## [GIVEN TASK A]
Check each statement against the article on the Columbus Crew's 2014 season. For each, answer yes or no and quote the words that decide it. (i) The Crew opened the season with three straight wins. (ii) The Crew's playoff run ended in the Eastern Conference final. (iii) Berhalter introduced a possession-based system.
## [GIVEN TASK B]
Print everything in the article on the Columbus Crew's 2014 season from "When the new" down to "conclude the season.".
## [GIVEN TASK C]
Carry on the article on the Columbus Crew's 2014 season from the point where it stops.

## [READING TEXT]
>> Start
Greg Bartram-USA TODAY Sports

The 2014 season was full of changes and surprises for the Columbus Crew. Not much was expected from the Black and Gold heading into the campaign, yet it ended with the first playoff appearance for the team in three years.

Now that it has concluded, we can take a look back at five things we learned from 2014.

Gregg Berhalter Knows How to Coach

When the new Crew head coach was appointed, some people questioned the decision. It was the first major hire under new owner Anthony Precourt and many Black and Gold fans were surprised with the decision to go with Berhalter over other rumored candidates.

Berhalter brought a new possession-based system to the Crew, looking to capitalize on some of the talent left behind by the previous regime, while filling holes as well. The team got off to the best start in club history, beginning 3-0 but went into a midseason slump over the summer months. Throughout the struggles, Berhalter preached stay the course and the team did just that. As the season progressed and the players adapted to the new style of play Columbus was one of the hottest teams in MLS to conclude the season.

Although the Black and Gold bombed out of the playoffs in the Eastern Conference semifinals, Berhalter demonstrated he could press the right buttons to get his team going. As he heads into his second year, Crew fans can rest assured their team is in good hands going forward.
>> End
## [GIVEN ENTRIES]
>> Start
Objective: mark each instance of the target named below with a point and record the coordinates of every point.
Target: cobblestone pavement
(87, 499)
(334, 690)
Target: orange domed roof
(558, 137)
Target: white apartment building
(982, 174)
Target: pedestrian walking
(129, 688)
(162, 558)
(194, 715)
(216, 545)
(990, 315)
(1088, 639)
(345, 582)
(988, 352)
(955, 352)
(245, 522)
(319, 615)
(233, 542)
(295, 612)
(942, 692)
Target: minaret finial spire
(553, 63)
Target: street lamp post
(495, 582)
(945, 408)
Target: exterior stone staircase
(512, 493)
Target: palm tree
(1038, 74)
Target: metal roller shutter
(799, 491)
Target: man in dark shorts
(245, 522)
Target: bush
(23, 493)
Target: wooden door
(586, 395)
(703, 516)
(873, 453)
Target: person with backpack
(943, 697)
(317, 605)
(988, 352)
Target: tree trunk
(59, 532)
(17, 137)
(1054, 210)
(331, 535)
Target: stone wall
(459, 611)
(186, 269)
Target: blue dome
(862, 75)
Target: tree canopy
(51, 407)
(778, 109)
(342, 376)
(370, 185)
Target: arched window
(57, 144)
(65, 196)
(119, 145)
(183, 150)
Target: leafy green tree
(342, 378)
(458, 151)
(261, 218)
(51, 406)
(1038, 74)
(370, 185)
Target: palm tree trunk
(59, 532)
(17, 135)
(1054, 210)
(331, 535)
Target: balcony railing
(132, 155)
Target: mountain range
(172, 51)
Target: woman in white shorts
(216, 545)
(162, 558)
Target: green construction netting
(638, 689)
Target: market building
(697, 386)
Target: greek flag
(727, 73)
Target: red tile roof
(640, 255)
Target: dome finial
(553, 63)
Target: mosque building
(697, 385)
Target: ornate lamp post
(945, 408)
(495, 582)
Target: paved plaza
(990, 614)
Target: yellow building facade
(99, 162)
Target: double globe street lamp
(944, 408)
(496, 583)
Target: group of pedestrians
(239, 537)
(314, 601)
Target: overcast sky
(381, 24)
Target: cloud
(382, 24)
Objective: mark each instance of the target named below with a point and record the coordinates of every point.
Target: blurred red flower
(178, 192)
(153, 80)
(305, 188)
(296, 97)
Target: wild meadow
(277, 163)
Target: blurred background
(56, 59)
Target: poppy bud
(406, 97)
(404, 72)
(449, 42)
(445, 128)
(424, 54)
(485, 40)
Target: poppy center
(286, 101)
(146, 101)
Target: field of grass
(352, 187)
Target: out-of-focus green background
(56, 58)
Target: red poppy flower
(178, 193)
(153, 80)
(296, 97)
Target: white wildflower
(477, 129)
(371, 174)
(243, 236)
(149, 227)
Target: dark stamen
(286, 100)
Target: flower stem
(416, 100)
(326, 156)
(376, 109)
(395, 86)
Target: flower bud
>> End
## [EXERCISE RESPONSE A]
(i) Yes: "beginning 3-0"
(ii) No: "bombed out of the playoffs in the Eastern Conference semifinals"
(iii) Yes: "Berhalter brought a new possession-based system to the Crew"

## [EXERCISE RESPONSE B]
When the new Crew head coach was appointed, some people questioned the decision. It was the first major hire under new owner Anthony Precourt and many Black and Gold fans were surprised with the decision to go with Berhalter over other rumored candidates.

Berhalter brought a new possession-based system to the Crew, looking to capitalize on some of the talent left behind by the previous regime, while filling holes as well. The team got off to the best start in club history, beginning 3-0 but went into a midseason slump over the summer months. Throughout the struggles, Berhalter preached stay the course and the team did just that. As the season progressed and the players adapted to the new style of play Columbus was one of the hottest teams in MLS to conclude the season.

## [EXERCISE RESPONSE C]
Forwards Aren't Needed to Score Goals

The Crew struggled early in the year to find the back of the net consistently and the blame was placed on the lack of a capable forward. Jairo Arrieta had the first crack, scoring in the opening game, but he was still unable to find the form that had Columbus fans excited after his arrival in 2012. Dominic Oduro was given a shot up top, but never really fit Berhalter's system as a forward or a midfielder and was eventually traded to Toronto FC.

At one point in the season, Berhalter elected to go with no forward, playing the false nine strategy recently made famous by the Spanish national team. As the season progressed and the team became comfortable with their system, goals began to come, but they weren't from those up top. Instead it was the outside midfielders, who don't play very wide, who began to unleash on the opposing goal.

Ethan Finlay and Justin Meram blossomed in these roles, locking down the positions and combining for 19 goals and 11 assists on the year. Others contributed as well, as three of the Crew's top five goal scorers played primarily as the outside midfielders.

By the year's end, the wide players totaled 27 goals and 20 assists. The production didn't come from the front men - a combined 10 goals and two assists on the season - but it didn't matter as Columbus scored 52 goals, their most since 1998.

A scary thought if you're a Crew opponent is the addition of Kei Kamara for 2015.

Steve Clark Can Be One of the Best in MLS

The Crew's goalkeeper came in as a relative unknown at the beginning of the year after his time in Norway. Berhalter elected to get rid of Andy Gruenebaum and Clark was the replacement he picked.

It was apparent rather quickly that Clark could be a solid ‘keeper in MLS, but as the season wore on, he became one of the best in the league.

Clark played every game in the regular season for Columbus and was tied for second in the league in saves and tied for fourth with eight shutouts. He was also in the top 10 in goals against average, playing on a team that encourages offense and allows chances on the defensive end. Numerous times throughout the year, Clark came up with the big save that kept the Black and Gold in a match or helped to preserve a result.

In only his first year back in the United States, the Michigan native is being discussed as a potential candidate for the national team.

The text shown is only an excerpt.